- _What is being asked_
Copy the pharma trends text from "Mergers and acquisitions" to "cost of development.", with no changes.

- _Text section_
New Year, New Trends
The new year is likely to bring notable development in several areas of the pharma industry, according to Ned Pagliarulo, Lisa LaMotta and Jacob Bell, writing on the website www.biopharmadive.com.
One likely trend is lower wholesale and retail prices. President Donald Trump has spoken in favor of lower drug prices, and the new Secretary of Health and Human Services (HHS), Alex Azar, is on record as saying that reduced drug costs “would be a top priority.” Pharma industry lobbyists are trying to change the public focus onto alleged “middlemen” in the pharma commerce chain and away from the manufacturers. Some new drugs are already being priced lower than expected and lower than existing competition in anticipation of downward regulations on pricing.
Mergers and acquisitions are likely in 2018. With major tax reform now a fact, the process of larger drug companies absorbing smaller ones is likely to resume. Large volumes of cash that have been kept out of the country to avoid taxes can now be brought back and used for buying out the competition.
Gene therapy is emerging. This exciting new frontier in medical treatment is expected to grow in the new year. In 2017 the Food and Drug Administration (FDA) approved CAR-T cell therapy, in which white blood cells are genetically altered outside the body and then reintroduced to fight some cancers more effectively. Gene therapy for hemophilia may be next. As more breakthroughs occur, pricing will become an issue, especially for those therapies that target rare diseases and have small patient populations available to pay for the cost of development.
Biosimilars will be big. Also called “copycat drugs,” most are cancer treatments. The FDA is encouraging production of these to increase competition. Copycat drugs may save up to $150 billion over the next decade, but producers of the originals are in some cases reaching financial settlements with copycat producers – paying them off – to delay introduction of the new drugs.
The opioid epidemic will continue to make news. Heavily covered by the media, opioid abuse has led to legislation and lawsuits from multiple states that claim that the pharma industry is encouraging addiction and overdosing through overly aggressive marketing. Starting with Massachusetts in 2016, 24 states now set limits on the length of initial prescriptions for opioids. The FDA is seeking the development of new, non-opioid analgesics, and a new generation of non-steroidal anti-inflammatories (NSAIs) is likely to appear. Zilretta has already gained approval for a n NSAI aimed at osteoarthritis, while Ampio Pharmaceuticals and Flexion Therapautics have NSAIs in the testing phase.
Ophthalmology drugs look attractive. These drugs are among the most profitable in the whole pharma industry, so new ones are likely to appear, especially in the treatment of dry eyes. Shire has developed Xiidra for this condition, received FDA approval and promptly bought another dry eye treatment, P-321, developed by Parion Science and now in testing. Novartis AG has recently bought another such drug, Lubricin, from Lubris Biopharma LLC. More new medications are likely to appear in this growth area.
It will be interesting to see how these trends play out over the course of 2018.

- _Data excerpt_
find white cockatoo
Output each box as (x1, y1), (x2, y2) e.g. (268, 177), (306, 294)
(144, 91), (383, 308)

- _Solution for this task_
Mergers and acquisitions are likely in 2018. With major tax reform now a fact, the process of larger drug companies absorbing smaller ones is likely to resume. Large volumes of cash that have been kept out of the country to avoid taxes can now be brought back and used for buying out the competition.
Gene therapy is emerging. This exciting new frontier in medical treatment is expected to grow in the new year. In 2017 the Food and Drug Administration (FDA) approved CAR-T cell therapy, in which white blood cells are genetically altered outside the body and then reintroduced to fight some cancers more effectively. Gene therapy for hemophilia may be next. As more breakthroughs occur, pricing will become an issue, especially for those therapies that target rare diseases and have small patient populations available to pay for the cost of development.